A little over a week ago, Mark Levin took a call on his radio show from Jeff from Chicago. Jeff is a neurosurgeon who had just returned from a meeting in Washington, DC, where fellow members of the American Association of Neurological Surgeons were discussing implications of the Patient Protection and Affordable Care Act of 2010. Reaction to this call has been spreading on the Internet, and I thought I’d weigh in. I heard this call on his show, and Jeff impressed me as a well-informed, highly principled physician who has high regard for the welfare of his patients.
One of the touted purposes of the Affordable Care Act is that it will control health care costs. But as truly thinking people know, once you remove free market controls from any product or service for which there is any significant demand and where unlimited supply is not an option, rationing will be required to keep the system from going bankrupt. And so this was the discussion at this meeting of the AANS. They discussed a document that was put out by HHS that explained new rules that would pertain to neurological care. Here are excerpts from Jeff’s comments:
“As our population gets older, the majority of our patients are getting over 70. They’ll require stroke therapy, aneurysm therapy, and basically what the document stated is that if you’re over 70 and you come into an emergency room… if you’re on government-supported health care, you’ll get ‘comfort care.'”
Later: “And basically they don’t call them patients, they call them units. And instead of, they call it ‘ethics panels’ or ‘ethics committees,’ would get together and meet and decide where the money would go for hospitals, and basically for patients over 70 years of age, that advanced neurosurgical care was not generally indicated.”
***
Pick up the piece about the neurosurgeon's call to Mark Levin's radio show and continue it from the point where it stops. The entries that follow are separate material and have nothing to do with the piece about the neurosurgeon's call.
***
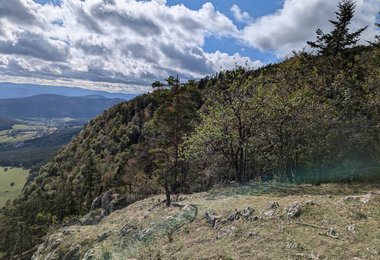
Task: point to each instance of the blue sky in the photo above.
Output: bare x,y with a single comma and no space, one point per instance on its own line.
125,45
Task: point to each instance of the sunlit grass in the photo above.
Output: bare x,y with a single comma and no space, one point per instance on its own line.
11,183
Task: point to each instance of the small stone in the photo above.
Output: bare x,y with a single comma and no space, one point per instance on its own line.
270,213
293,210
102,237
251,234
351,229
273,205
212,218
309,203
365,199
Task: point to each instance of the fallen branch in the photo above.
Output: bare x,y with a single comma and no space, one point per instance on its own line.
311,225
328,234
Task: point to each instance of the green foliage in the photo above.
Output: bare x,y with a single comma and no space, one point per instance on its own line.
308,119
340,38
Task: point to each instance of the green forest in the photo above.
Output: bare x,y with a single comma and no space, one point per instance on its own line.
312,118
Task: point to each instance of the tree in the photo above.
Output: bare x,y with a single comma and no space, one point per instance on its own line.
227,124
377,43
340,38
172,119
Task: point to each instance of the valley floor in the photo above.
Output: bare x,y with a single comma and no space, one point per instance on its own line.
251,222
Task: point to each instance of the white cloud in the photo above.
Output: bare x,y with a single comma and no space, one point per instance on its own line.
109,43
290,27
128,44
239,15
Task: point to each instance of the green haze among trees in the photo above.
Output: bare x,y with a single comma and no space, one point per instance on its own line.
309,119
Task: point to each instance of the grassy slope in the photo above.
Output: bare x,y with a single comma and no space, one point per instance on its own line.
125,231
18,177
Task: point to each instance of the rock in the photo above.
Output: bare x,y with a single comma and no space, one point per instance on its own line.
309,203
351,228
128,229
118,202
73,253
229,232
365,199
89,255
102,236
270,213
244,213
96,203
251,234
93,217
212,218
106,200
273,205
293,210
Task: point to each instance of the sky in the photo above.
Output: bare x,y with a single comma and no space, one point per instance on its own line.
125,45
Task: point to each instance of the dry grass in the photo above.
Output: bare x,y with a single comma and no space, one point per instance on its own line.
357,227
17,176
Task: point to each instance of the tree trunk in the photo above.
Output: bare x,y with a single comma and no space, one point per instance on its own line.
167,193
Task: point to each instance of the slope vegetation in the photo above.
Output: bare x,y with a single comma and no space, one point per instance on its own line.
309,119
252,222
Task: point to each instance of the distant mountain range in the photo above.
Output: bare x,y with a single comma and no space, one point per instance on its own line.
12,90
55,106
6,123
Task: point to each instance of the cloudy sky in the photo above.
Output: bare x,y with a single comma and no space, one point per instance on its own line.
125,45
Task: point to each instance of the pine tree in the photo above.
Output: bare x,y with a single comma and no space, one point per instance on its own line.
377,43
340,38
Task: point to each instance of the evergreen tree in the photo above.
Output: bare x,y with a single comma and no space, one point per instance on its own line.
340,38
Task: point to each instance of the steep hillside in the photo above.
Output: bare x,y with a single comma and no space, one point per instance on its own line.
55,106
253,222
309,119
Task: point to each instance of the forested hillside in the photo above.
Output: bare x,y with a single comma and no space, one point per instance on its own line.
312,118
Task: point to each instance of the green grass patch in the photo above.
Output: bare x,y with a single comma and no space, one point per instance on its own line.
12,180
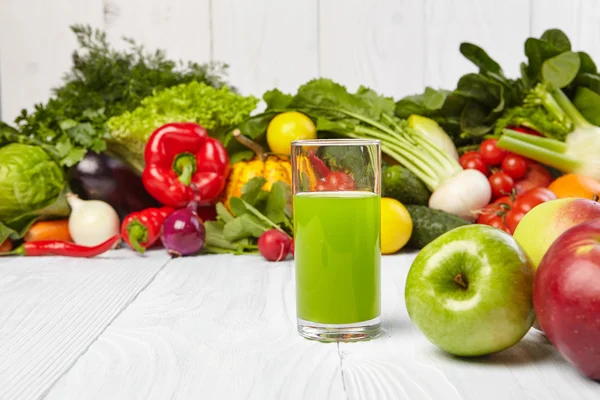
***
▶ _Your response_
Mark Levin then asked: “So it’s generally going to be denied?”
And Jeff responded: “Yes, absolutely.”
Jeff went on to explain that a lot of his work is trauma-related, and patients can come in at two or three in the morning, but what the rules will require is that an ethics panel of administrators, not physicians, will decide whether a patient should receive care.
My opinion? A truly ethical “ethics panel” would recommend that all these decisions be put back in private hands and that the treating physician be given as much authority as possible to procede, with the consent of the patient or the patient’s immediate family. How much more compassionate and just to allow them to make these decisions, weighing the costs against the benefits. Otherwise, the victims will be any patient over 70, and those requiring emergency surgery.
Those who were pushing Obamacare when it was passed reacted indignantly when Sarah Palin applied the term “death panels” to these “ethics panels.” But that is exactly what they are. And there is no way, with government-funded health care, to get away from these panels. The system wouldn’t be able to operate and stay solvent without them.